- [EXERCISE DETAILS] Pick out each line in the data below that contains the word "water", and copy those lines in full.

- [RECORD SET]
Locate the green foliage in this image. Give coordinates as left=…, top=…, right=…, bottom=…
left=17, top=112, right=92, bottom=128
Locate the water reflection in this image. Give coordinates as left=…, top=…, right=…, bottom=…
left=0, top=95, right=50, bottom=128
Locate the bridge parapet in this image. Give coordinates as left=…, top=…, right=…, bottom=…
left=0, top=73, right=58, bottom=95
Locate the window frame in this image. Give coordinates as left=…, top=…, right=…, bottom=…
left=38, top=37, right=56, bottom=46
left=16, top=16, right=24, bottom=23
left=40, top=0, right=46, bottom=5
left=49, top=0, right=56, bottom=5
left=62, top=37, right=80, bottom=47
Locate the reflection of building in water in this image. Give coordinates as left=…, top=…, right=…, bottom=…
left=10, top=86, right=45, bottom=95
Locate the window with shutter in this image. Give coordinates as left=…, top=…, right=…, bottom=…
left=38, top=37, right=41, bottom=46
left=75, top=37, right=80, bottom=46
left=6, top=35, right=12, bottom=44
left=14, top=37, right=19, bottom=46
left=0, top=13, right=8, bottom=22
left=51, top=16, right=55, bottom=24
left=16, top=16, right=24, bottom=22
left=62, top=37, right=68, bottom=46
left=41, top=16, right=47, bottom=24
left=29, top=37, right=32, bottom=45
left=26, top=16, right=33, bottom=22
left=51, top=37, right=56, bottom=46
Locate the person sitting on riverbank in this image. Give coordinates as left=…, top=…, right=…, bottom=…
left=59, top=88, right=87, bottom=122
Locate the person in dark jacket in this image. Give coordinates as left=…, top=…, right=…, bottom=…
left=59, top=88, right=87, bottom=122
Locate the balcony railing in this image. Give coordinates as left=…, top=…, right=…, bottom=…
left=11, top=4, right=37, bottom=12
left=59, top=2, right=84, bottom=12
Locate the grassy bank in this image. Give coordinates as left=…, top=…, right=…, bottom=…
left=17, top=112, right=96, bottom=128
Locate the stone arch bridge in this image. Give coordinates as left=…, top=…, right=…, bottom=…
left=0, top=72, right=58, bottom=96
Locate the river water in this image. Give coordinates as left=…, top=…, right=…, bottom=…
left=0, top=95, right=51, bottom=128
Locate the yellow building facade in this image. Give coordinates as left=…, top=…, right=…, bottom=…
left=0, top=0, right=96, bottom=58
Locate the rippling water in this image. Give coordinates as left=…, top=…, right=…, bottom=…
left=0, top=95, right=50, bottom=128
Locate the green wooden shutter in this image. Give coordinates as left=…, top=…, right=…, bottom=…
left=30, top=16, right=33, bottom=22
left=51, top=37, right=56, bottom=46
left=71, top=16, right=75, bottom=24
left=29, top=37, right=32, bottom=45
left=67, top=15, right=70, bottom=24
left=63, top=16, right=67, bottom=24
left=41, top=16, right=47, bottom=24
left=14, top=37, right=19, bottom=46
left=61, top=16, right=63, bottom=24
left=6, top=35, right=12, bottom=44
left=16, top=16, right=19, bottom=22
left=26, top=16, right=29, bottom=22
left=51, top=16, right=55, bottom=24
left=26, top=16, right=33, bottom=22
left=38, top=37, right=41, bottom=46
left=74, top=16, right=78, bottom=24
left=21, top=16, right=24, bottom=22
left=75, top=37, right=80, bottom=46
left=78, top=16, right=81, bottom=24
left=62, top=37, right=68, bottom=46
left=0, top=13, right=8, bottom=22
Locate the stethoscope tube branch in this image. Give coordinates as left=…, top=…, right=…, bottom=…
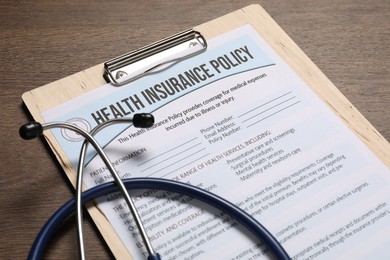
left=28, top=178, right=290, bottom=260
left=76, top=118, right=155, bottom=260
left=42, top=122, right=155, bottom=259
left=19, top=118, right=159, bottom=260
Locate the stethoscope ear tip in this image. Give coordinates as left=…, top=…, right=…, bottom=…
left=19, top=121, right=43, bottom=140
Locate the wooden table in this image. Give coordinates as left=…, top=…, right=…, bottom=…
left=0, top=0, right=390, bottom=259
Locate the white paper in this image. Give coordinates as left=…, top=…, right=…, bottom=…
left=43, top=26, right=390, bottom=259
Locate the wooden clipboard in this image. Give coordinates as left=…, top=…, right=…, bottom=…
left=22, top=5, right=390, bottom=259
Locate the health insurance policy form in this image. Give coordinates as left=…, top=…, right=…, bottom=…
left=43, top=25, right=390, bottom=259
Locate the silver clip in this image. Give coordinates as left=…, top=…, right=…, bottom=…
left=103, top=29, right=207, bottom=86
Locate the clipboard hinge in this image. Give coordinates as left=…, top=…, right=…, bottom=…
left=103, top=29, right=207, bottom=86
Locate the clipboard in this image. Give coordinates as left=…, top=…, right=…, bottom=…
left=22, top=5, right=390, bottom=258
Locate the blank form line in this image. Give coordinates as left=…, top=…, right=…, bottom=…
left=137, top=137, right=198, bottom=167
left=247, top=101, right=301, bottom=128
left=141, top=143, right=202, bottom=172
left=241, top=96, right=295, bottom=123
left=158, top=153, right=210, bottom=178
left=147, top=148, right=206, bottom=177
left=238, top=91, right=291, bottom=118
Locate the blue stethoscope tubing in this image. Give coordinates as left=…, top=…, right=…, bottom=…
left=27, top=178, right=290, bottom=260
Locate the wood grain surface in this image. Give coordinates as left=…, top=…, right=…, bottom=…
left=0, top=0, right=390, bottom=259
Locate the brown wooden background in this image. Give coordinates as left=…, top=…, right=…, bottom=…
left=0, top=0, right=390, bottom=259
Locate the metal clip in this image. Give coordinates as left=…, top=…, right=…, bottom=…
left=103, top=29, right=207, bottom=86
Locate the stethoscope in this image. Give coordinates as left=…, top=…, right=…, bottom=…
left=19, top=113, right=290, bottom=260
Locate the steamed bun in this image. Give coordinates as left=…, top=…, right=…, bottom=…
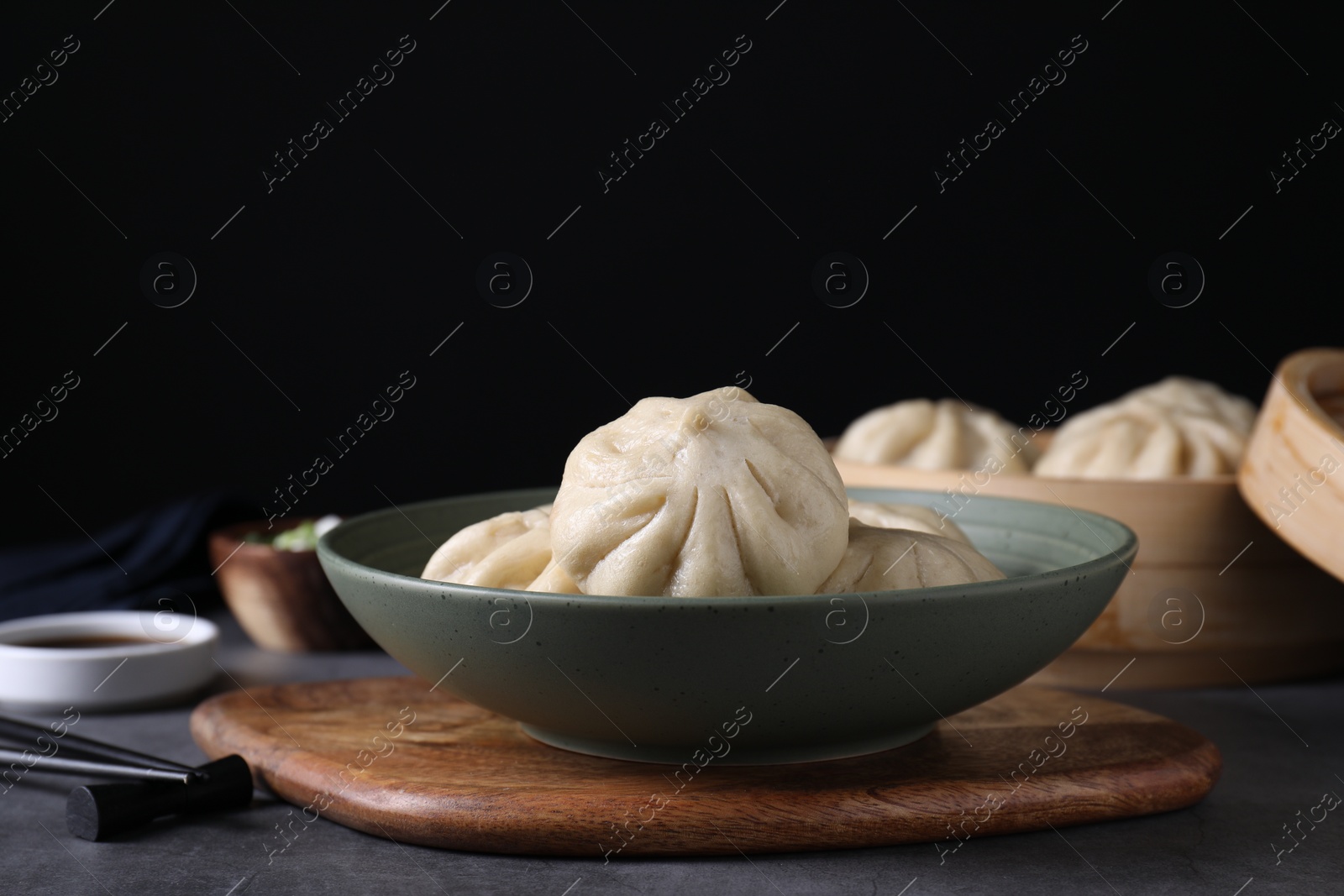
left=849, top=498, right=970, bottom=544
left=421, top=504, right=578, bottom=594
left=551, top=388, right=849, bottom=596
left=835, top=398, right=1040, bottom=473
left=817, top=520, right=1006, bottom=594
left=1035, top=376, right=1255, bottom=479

- [OUTPUT OF THE EXERCISE]
Locate the water reflection in this image. Give coordinates as left=…, top=…, right=…, bottom=…
Locate the reflection of building in water in this image. Give coordinates as left=…, top=…, right=…, bottom=…
Locate the river water in this image. Give coordinates as left=…, top=…, right=…, bottom=…
Locate the rippling water in this image. Give coordinates as left=…, top=…, right=…, bottom=…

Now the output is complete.